**Written task 1**
In the substrate-treating apparatus text, what three parts make up the treating module 20?

+===+

As the container 80, an airtight container, such as a Front Open Unified Pod (FOUP), may be used. The container 80 may be placed on the load port 12 by a transfer means (not illustrated), such as an overhead transfer, an overhead conveyor, or an automatic guided vehicle, or an operator.
An index robot 120 is provided to the index frame 14. A guide rail 140 of which a longitudinal is the second direction 92 is provided within the index frame 14, and the index robot 120 may be provided to be movable on the guide rail 140. The indexing robot 120 includes a hand 122 on which the substrate W is placed, and the hand 122 may be provided to be movable forward and backward, rotatable about the third direction 93, and movable along the third direction 93. A plurality of hands 122 are provided to be spaced apart in the vertical direction, and the hands 122 may move forwardly and backwardly independently of each other.
The treating module 20 includes a buffer unit 200, a transfer chamber 300, and a treating chamber 400. The buffer unit 200 provides a space in which the substrate W loaded into the treating module 20 and the substrate W unloaded from the treating module 20 stay temporarily. The treating chamber 400 performs a treatment process of liquid-treating the substrate W by supplying a liquid onto the substrate W. The transfer chamber 300 transfers the substrate W between the buffer unit 200 and the liquid treating chamber 400.

+===+

**Written task 2**
Lay out every line of the records below as a JSON list of strings, one string per line, with blank lines skipped and the pictures left out.

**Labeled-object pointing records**
+===+

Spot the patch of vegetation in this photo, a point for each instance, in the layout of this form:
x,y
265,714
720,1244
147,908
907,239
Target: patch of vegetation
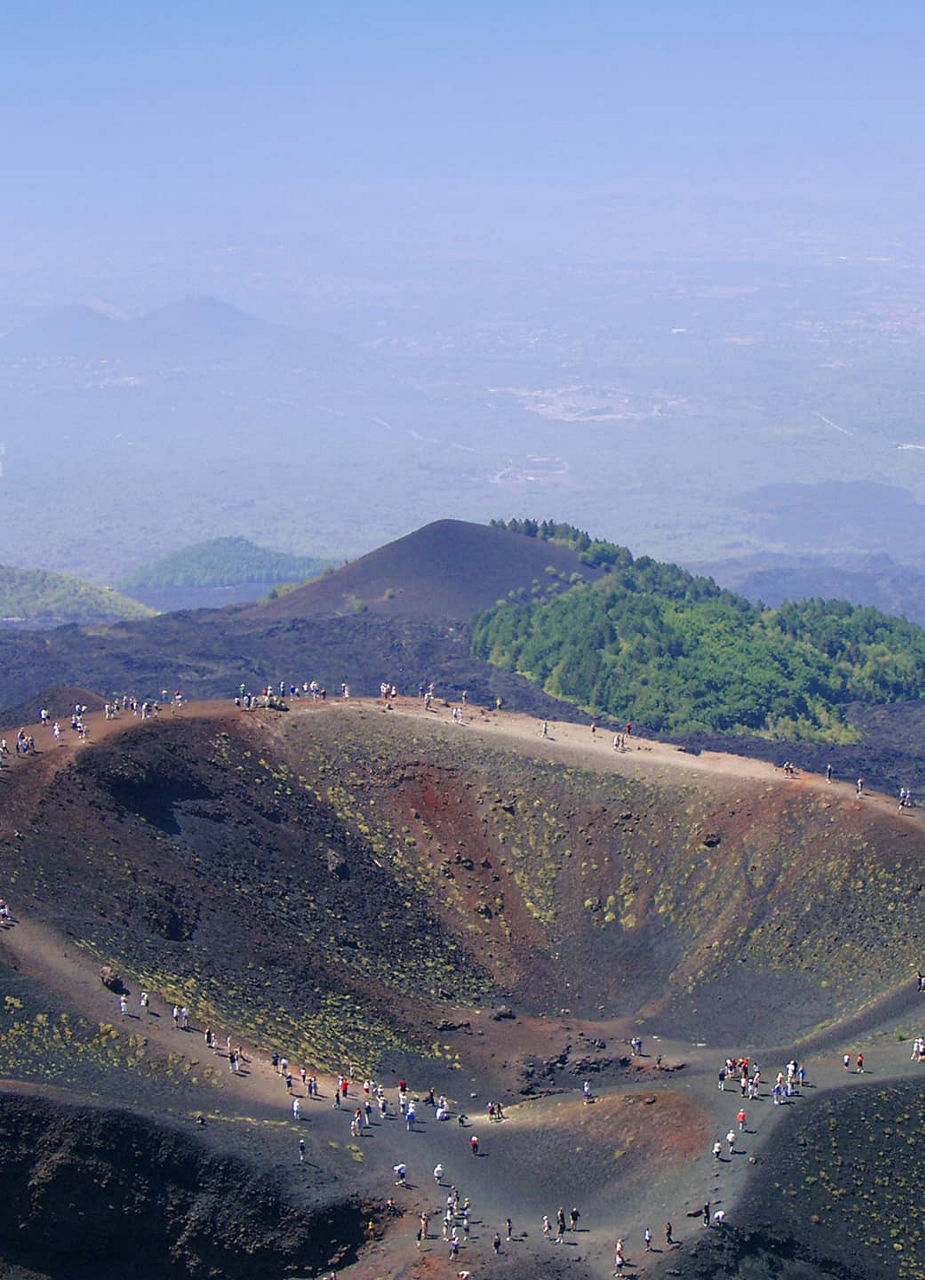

+===+

**Worked solution 1**
A buffer unit 200, a transfer chamber 300, and a treating chamber 400.

**Worked solution 2**
[
  "Spot the patch of vegetation in this photo, a point for each instance, in the layout of this form:",
  "x,y",
  "265,714",
  "720,1244",
  "147,908",
  "907,239",
  "Target: patch of vegetation"
]